[Records from a data collection]
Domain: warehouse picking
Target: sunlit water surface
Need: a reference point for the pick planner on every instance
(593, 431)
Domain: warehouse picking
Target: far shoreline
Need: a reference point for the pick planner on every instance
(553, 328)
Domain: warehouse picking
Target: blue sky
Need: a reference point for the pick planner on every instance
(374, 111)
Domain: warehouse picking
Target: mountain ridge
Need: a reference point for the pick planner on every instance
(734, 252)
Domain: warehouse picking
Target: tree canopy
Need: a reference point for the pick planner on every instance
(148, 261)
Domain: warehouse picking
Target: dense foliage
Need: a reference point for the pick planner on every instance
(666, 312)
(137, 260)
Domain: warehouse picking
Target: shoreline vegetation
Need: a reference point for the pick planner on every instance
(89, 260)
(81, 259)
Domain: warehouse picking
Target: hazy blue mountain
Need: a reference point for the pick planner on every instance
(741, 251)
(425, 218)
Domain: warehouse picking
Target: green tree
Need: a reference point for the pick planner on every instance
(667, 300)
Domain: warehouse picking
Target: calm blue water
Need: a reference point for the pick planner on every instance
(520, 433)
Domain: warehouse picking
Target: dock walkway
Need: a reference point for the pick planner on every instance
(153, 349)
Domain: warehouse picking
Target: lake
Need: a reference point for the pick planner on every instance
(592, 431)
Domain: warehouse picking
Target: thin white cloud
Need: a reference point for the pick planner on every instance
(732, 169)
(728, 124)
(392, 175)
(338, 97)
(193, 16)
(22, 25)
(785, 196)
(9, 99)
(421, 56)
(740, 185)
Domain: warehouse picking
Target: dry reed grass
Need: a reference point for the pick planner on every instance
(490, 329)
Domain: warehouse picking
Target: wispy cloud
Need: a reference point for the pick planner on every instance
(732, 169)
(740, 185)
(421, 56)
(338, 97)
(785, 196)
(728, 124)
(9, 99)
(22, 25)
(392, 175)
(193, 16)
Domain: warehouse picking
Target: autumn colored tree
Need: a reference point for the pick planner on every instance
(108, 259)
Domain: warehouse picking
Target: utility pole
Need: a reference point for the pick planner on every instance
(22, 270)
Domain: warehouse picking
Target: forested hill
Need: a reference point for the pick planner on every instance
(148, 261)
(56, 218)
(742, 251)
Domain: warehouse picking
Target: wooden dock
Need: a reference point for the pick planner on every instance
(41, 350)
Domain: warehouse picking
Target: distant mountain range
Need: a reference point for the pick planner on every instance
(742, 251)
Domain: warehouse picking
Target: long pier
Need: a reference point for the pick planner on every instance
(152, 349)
...
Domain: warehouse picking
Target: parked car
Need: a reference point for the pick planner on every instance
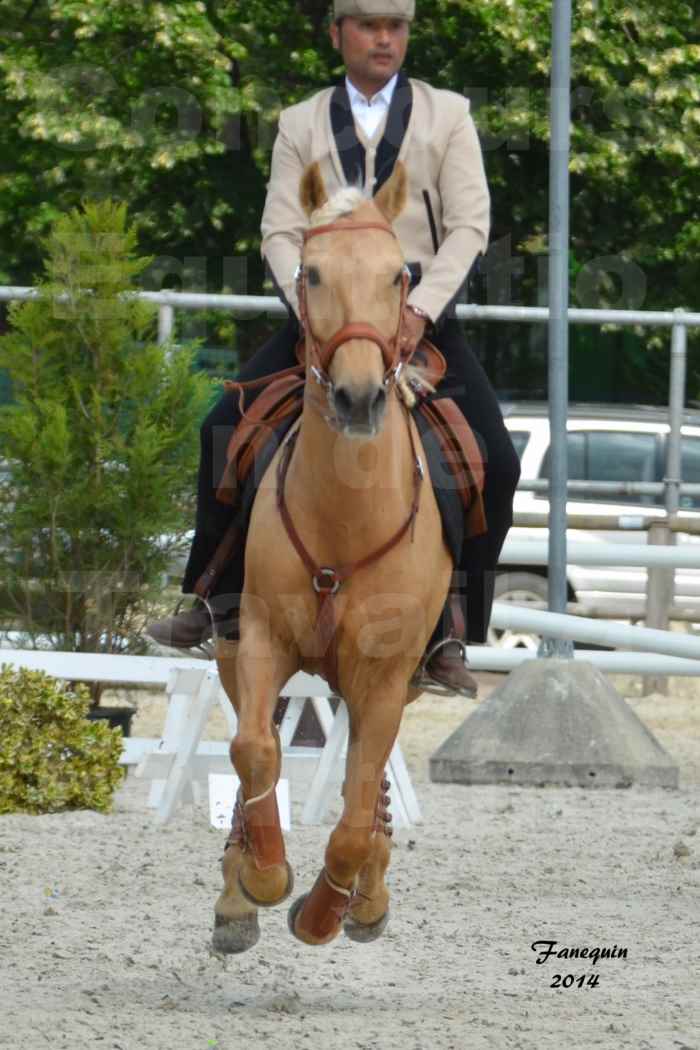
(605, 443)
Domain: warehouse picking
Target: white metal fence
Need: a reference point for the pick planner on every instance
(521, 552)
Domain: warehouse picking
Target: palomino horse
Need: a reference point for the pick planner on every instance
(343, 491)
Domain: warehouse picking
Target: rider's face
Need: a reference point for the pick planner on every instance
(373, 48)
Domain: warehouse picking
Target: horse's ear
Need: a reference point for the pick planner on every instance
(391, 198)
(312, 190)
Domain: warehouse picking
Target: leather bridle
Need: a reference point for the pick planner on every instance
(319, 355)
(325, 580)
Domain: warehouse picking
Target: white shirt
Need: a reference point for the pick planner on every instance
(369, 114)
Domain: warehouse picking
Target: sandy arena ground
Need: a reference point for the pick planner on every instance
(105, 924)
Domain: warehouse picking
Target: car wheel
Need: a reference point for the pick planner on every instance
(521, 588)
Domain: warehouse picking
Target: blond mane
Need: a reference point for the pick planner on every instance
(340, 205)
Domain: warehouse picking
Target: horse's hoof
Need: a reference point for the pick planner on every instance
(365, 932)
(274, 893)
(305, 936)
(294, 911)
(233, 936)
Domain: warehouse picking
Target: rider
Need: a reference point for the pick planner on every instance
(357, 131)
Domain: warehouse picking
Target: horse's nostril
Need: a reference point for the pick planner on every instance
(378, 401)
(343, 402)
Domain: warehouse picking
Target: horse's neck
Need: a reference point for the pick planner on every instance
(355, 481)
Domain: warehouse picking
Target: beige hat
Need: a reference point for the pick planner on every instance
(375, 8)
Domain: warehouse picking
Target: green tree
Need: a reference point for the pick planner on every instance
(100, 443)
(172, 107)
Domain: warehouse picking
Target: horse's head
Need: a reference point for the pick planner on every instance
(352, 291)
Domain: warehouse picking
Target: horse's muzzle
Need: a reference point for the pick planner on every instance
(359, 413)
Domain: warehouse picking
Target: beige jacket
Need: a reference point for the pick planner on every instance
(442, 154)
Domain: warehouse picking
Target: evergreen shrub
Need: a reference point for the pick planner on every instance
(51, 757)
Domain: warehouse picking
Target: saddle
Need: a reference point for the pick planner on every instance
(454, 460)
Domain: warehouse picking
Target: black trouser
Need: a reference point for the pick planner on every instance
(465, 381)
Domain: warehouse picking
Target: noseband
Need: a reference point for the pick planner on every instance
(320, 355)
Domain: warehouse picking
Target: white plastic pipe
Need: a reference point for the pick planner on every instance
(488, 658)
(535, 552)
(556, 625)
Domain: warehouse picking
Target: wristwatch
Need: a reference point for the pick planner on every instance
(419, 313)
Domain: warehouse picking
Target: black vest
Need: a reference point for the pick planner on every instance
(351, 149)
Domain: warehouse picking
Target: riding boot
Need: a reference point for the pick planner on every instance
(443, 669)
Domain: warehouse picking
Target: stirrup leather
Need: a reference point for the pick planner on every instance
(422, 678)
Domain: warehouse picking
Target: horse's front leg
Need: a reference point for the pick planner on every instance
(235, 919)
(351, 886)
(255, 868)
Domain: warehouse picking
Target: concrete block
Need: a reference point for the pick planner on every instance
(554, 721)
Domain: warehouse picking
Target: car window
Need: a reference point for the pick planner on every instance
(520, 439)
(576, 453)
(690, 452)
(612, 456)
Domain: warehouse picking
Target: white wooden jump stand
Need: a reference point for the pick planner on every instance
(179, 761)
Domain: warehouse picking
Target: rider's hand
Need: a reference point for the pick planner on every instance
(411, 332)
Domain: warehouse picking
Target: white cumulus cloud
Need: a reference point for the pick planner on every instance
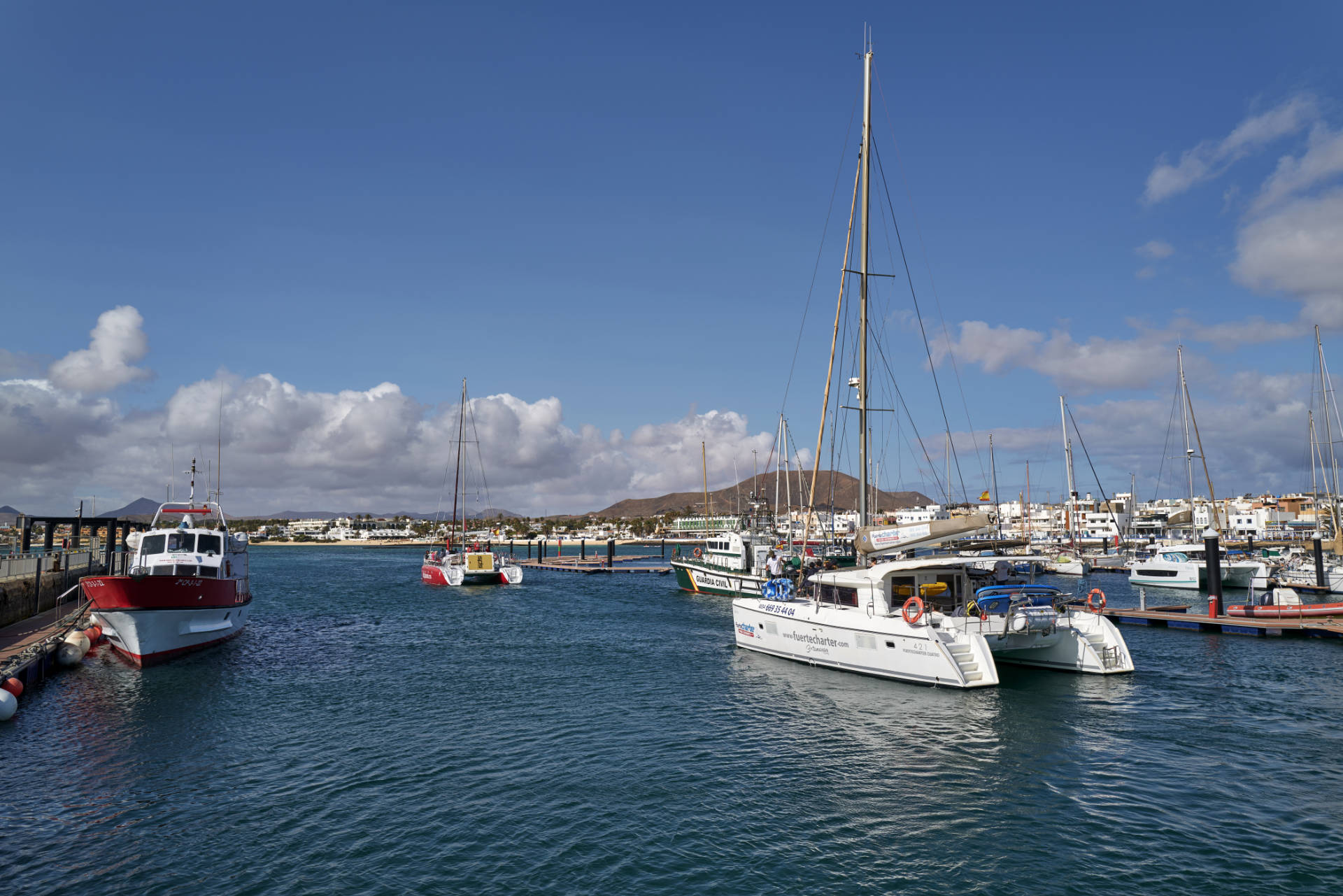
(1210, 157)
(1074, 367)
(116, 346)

WHAT YOU SHOULD DO: Please count the lines of the listing above that contain the string "rider" and reply with that number alone.

REPLY: 3